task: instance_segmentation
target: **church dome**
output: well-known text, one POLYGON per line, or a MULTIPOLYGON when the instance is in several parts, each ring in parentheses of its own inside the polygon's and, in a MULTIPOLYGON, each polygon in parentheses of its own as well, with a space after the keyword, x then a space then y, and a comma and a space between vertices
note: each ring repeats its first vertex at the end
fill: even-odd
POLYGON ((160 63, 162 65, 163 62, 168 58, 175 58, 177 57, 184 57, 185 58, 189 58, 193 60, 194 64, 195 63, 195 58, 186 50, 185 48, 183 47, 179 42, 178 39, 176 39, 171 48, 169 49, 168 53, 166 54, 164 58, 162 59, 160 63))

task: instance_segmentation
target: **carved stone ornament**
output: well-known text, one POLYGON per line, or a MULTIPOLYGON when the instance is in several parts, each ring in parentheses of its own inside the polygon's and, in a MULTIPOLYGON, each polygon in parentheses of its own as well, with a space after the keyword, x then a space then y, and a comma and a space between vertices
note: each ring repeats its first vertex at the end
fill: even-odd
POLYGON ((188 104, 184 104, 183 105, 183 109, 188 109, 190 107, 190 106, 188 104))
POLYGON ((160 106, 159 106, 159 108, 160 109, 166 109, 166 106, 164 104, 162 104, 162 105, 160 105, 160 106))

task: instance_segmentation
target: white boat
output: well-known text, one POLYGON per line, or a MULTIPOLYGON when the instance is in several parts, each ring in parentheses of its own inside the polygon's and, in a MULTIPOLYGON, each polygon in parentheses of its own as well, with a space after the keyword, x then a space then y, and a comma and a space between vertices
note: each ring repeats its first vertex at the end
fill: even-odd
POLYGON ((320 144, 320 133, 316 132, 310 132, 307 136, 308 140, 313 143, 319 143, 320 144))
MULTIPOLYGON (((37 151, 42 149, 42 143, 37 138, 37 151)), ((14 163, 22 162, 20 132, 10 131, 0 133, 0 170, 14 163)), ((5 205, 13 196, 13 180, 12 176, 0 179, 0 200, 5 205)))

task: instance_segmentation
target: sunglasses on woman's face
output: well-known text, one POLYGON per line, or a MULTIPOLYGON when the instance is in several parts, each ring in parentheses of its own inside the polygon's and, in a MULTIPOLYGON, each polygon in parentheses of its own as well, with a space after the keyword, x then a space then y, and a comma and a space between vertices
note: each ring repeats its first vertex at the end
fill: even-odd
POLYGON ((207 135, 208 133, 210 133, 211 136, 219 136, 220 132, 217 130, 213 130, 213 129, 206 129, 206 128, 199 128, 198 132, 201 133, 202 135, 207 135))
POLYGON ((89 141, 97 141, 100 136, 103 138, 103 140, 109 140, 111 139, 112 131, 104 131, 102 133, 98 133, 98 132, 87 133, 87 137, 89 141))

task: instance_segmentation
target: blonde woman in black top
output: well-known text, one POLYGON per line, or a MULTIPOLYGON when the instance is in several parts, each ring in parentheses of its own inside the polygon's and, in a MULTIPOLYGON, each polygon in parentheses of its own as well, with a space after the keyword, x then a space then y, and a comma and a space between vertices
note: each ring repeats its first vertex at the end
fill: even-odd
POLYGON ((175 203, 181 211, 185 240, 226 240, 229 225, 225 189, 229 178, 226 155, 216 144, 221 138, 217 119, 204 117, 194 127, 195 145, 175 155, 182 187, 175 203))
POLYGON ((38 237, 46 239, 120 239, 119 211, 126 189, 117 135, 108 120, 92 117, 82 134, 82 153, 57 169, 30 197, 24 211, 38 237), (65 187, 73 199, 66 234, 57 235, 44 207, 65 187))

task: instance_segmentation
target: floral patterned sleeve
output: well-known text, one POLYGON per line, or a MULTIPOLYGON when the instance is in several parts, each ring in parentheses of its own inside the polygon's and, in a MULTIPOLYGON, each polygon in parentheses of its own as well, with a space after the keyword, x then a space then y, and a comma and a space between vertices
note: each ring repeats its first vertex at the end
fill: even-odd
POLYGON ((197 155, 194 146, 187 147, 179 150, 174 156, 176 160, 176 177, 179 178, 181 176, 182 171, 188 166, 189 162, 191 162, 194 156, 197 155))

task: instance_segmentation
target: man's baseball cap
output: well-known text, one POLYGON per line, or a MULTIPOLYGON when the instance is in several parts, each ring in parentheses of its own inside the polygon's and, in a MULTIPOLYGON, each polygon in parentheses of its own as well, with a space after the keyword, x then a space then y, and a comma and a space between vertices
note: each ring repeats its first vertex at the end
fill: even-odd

*-*-*

TASK PROMPT
Render every line of the items above as one numbered list, omitting blank lines.

REPLY TO THE EXERCISE
1. task: instance_segmentation
2. target: **church dome**
3. output: well-known text, one POLYGON per line, or a MULTIPOLYGON when the instance is in several parts, each ring in parentheses of its own inside the polygon's and, in a MULTIPOLYGON, each polygon in parentheses of its own as well, with a space after the keyword, x then a space then y, and a comma and a space between vertices
4. note: each ring repeats its first vertex at the end
5. fill: even-odd
6. POLYGON ((160 63, 162 65, 163 62, 168 58, 175 58, 177 57, 184 57, 185 58, 189 58, 193 60, 194 64, 195 63, 195 58, 186 50, 185 48, 183 47, 179 42, 178 39, 176 39, 171 48, 169 49, 168 53, 166 54, 164 58, 162 59, 160 63))
7. task: instance_segmentation
8. target: **carved stone ornament**
9. output: well-known text, one POLYGON per line, or a MULTIPOLYGON when the instance is in several parts, each ring in parentheses of its own inside the polygon's and, in a MULTIPOLYGON, each polygon in parentheses of its own as well, with a space after the keyword, x then a space then y, and a comma and a space between vertices
10. note: each ring repeats its first vertex at the end
11. fill: even-odd
12. POLYGON ((188 104, 184 104, 183 105, 183 109, 188 109, 190 107, 190 106, 188 104))
13. POLYGON ((160 106, 159 106, 159 108, 160 109, 166 109, 166 106, 164 104, 162 104, 162 105, 160 105, 160 106))
14. task: instance_segmentation
15. target: white boat
16. output: well-known text, one POLYGON per line, or a MULTIPOLYGON when the instance is in several parts, each ring in parentheses of its own inside the polygon's and, in a MULTIPOLYGON, each polygon in parentheses of its own as well, with a space after the keyword, x then a space then y, and a comma and a space between vertices
17. note: each ring repeats its first vertex at the end
18. fill: even-odd
19. POLYGON ((320 144, 320 133, 316 132, 310 132, 307 136, 308 140, 313 143, 319 143, 320 144))
20. MULTIPOLYGON (((37 151, 42 149, 42 143, 37 138, 37 151)), ((14 163, 22 162, 20 132, 10 131, 0 133, 0 170, 14 163)), ((5 205, 13 196, 13 180, 12 176, 0 179, 0 200, 5 205)))
21. task: instance_segmentation
22. target: sunglasses on woman's face
23. output: well-known text, one POLYGON per line, or a MULTIPOLYGON when the instance is in several parts, each ring in parentheses of its own inside the polygon's and, in a MULTIPOLYGON, each polygon in parentheses of its own as well, with a space after the keyword, x then a space then y, and a comma and a space between vertices
24. note: each ring repeats its first vertex at the end
25. fill: even-odd
26. POLYGON ((207 135, 208 133, 210 133, 211 136, 219 136, 220 132, 217 130, 213 130, 213 129, 206 129, 206 128, 199 128, 198 132, 201 133, 202 135, 207 135))
27. POLYGON ((89 141, 97 141, 100 136, 103 138, 103 140, 109 140, 111 139, 112 131, 104 131, 102 133, 98 133, 98 132, 87 133, 87 137, 89 141))
28. task: instance_segmentation
29. target: blonde woman in black top
30. output: well-known text, one POLYGON per line, or a MULTIPOLYGON when the instance is in several parts, each ring in parentheses of its own inside the polygon's and, in a MULTIPOLYGON, each polygon in parentheses of its own as well, with a space after the keyword, x then a space then y, and a comma and a space between vertices
31. note: each ring repeats its first vertex at the end
32. fill: even-odd
33. POLYGON ((175 203, 181 211, 185 240, 226 240, 229 225, 225 189, 229 178, 226 155, 216 144, 221 138, 217 119, 204 117, 194 127, 195 145, 175 155, 182 187, 175 203))
34. POLYGON ((38 237, 46 239, 120 239, 119 211, 126 189, 117 135, 108 120, 92 117, 82 134, 82 153, 57 169, 30 197, 24 211, 38 237), (65 187, 73 199, 66 234, 57 235, 44 207, 65 187))
35. task: instance_segmentation
36. target: floral patterned sleeve
37. output: well-known text, one POLYGON per line, or a MULTIPOLYGON when the instance is in several parts, each ring in parentheses of its own inside the polygon's and, in a MULTIPOLYGON, each polygon in parentheses of its own as well, with a space after the keyword, x then a space then y, and a comma and a space between vertices
38. note: each ring repeats its first vertex at the end
39. fill: even-odd
40. POLYGON ((197 155, 194 146, 187 147, 179 150, 174 156, 176 160, 176 177, 179 178, 181 176, 182 171, 188 166, 189 162, 191 162, 194 156, 197 155))
41. task: instance_segmentation
42. target: man's baseball cap
43. output: well-known text, one POLYGON per line, or a MULTIPOLYGON when the instance is in several parts, each ring in parentheses of its own inside the polygon's and, in a MULTIPOLYGON, each polygon in parentheses of its own as well, with a space after the keyword, x then a space then y, and a comma and a space between vertices
44. note: each ring repeats its first vertex at the end
45. fill: even-odd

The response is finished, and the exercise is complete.